Supplied material

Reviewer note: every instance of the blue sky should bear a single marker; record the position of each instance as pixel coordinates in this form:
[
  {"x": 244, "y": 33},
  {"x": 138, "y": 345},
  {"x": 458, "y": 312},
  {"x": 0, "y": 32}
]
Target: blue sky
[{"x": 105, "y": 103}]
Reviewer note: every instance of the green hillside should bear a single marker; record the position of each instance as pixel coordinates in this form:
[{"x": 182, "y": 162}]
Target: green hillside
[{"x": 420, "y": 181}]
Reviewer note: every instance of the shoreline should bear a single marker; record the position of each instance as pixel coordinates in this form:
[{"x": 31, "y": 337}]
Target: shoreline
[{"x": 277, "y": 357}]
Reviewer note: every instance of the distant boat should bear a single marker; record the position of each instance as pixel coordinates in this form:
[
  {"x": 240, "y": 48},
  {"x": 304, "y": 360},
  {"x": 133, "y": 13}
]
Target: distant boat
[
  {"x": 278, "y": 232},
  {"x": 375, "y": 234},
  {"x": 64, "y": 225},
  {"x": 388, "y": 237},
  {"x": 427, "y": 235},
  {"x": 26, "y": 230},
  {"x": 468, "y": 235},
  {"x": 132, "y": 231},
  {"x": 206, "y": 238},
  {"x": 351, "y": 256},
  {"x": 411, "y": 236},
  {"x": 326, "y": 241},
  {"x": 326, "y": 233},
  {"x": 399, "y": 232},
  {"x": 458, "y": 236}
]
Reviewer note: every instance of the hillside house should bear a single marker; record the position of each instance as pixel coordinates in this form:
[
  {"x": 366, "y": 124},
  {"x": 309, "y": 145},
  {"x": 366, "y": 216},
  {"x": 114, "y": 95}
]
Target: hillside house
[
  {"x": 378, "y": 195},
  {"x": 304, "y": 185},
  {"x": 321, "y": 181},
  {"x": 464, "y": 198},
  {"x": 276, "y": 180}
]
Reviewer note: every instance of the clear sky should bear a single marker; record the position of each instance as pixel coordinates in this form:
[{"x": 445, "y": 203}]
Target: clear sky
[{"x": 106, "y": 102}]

Job
Convert the lines of the listing, starting with the line that contains "Reviewer note: every instance of the clear" and going on through the last line of the listing, into a Markdown table with the columns Row and Listing line. Put a running row number under Row and each line under Listing line, leaving out any blank lines.

Reply
| Row | Listing line |
|---|---|
| 1 | Reviewer note: every instance of the clear sky should bear a single marker; record the position of each instance as pixel coordinates in this form: |
| 2 | [{"x": 445, "y": 203}] |
| 3 | Target: clear sky |
| 4 | [{"x": 106, "y": 102}] |